◆ **Assigned task**
Each line at or after the one containing "Labeling batch C. For the image above, tag the black jacket" should be transcribed exactly, up to and including the final line of the data.

+++ Data provided

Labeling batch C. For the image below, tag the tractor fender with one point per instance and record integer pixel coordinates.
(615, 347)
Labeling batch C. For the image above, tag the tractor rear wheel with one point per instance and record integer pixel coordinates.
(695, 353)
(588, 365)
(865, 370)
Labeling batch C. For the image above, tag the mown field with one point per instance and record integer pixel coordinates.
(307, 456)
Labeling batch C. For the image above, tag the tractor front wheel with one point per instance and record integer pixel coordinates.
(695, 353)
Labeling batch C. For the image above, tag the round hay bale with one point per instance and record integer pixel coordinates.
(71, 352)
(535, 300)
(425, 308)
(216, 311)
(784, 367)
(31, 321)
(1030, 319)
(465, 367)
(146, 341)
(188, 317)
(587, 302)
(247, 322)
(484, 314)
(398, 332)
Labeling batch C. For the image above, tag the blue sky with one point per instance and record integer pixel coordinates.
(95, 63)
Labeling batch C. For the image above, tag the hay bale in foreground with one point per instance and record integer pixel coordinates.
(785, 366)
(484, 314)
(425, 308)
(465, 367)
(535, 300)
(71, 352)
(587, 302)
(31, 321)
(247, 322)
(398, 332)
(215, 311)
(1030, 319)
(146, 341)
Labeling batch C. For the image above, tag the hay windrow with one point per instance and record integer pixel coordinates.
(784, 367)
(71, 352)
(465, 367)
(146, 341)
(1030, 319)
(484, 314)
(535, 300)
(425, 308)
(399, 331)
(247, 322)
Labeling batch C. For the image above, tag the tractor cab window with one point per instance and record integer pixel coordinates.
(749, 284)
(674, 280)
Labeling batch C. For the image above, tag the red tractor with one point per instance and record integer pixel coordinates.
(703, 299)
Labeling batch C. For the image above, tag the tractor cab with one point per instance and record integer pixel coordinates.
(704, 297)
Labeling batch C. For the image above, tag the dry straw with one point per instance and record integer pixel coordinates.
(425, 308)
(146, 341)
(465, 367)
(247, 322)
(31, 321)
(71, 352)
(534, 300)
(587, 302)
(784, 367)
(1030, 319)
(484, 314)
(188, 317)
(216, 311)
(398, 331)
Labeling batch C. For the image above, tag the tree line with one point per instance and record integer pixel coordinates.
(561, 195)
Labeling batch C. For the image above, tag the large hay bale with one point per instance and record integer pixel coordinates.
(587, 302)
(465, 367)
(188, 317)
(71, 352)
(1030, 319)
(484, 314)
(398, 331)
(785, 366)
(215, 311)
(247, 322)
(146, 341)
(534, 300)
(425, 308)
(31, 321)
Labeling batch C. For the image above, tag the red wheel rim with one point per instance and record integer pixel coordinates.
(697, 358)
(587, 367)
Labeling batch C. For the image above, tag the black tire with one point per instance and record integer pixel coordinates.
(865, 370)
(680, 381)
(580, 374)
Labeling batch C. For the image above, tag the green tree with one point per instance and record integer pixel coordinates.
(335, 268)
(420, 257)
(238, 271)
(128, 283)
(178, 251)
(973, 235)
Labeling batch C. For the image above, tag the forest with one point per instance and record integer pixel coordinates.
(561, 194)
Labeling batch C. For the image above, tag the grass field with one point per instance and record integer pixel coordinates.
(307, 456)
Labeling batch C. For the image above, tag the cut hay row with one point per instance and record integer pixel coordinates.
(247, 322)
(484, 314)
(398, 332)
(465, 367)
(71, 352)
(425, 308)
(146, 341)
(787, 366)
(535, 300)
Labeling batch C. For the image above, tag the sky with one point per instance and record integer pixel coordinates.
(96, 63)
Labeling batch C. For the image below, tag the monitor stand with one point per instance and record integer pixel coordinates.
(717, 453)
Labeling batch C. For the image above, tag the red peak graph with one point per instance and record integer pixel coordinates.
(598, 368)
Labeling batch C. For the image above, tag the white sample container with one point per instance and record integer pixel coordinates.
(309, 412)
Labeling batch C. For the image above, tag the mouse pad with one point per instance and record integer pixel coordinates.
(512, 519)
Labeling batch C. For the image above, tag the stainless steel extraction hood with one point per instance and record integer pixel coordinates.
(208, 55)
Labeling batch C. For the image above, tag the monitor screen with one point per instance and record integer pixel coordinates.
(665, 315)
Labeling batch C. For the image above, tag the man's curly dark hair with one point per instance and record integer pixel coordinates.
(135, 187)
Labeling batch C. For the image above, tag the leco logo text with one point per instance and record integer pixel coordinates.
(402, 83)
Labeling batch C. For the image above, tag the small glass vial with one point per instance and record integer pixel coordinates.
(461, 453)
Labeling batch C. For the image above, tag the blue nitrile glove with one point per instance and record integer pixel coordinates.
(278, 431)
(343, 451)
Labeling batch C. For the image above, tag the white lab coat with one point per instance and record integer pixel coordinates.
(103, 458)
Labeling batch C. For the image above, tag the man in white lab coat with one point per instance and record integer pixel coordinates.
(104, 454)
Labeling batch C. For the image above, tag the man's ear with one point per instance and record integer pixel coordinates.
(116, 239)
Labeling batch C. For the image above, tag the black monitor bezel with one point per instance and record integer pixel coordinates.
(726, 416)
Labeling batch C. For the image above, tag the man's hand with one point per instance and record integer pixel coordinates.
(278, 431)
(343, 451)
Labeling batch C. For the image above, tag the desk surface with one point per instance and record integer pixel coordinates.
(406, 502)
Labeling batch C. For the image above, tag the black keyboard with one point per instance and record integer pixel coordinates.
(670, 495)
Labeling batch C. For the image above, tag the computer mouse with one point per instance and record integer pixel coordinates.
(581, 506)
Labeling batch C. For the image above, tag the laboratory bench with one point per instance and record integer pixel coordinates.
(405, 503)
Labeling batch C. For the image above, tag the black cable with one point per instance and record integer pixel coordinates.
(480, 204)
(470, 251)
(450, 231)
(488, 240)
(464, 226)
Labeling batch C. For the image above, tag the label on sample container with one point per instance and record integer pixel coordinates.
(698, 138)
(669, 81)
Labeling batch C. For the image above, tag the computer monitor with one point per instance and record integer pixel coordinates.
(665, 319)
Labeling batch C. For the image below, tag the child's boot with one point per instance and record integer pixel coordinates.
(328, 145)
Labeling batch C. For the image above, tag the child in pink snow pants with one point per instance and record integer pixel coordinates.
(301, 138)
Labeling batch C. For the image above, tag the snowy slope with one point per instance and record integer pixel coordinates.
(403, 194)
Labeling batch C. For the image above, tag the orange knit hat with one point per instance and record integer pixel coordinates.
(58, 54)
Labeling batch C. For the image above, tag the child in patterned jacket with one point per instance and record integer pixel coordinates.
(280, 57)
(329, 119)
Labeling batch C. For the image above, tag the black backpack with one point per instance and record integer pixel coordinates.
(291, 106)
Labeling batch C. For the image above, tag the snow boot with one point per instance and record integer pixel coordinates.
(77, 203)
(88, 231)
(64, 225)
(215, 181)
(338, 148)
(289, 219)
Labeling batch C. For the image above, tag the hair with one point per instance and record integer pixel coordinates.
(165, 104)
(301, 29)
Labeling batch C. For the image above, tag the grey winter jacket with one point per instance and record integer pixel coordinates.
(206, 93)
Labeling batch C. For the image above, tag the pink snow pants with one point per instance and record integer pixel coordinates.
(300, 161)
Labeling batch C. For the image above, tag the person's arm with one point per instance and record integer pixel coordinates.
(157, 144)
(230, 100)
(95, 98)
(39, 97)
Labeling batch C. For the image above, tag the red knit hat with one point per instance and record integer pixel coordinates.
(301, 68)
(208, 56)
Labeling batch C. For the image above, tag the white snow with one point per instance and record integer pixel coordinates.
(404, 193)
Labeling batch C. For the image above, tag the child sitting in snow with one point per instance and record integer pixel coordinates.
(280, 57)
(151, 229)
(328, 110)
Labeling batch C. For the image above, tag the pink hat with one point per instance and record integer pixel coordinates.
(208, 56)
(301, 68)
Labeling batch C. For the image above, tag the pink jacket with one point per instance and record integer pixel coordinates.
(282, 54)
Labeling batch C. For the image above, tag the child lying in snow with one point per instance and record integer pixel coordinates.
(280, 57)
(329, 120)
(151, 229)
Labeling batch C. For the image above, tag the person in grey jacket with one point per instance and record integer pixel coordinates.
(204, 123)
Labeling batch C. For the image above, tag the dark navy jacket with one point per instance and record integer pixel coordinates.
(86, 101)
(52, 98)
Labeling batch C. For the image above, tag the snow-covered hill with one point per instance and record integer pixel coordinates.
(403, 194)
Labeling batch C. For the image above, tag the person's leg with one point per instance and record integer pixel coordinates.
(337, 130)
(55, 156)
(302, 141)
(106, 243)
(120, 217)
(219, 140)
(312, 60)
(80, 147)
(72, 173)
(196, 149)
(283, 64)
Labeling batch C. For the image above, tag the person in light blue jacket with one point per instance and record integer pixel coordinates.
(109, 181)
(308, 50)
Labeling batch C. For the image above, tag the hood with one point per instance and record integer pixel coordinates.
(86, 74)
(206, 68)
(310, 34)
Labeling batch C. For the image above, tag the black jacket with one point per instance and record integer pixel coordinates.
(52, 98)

++++++

◆ **Solution for this task**
Labeling batch C. For the image above, tag the black jacket with one point per instance and record integer pixel coordinates.
(52, 98)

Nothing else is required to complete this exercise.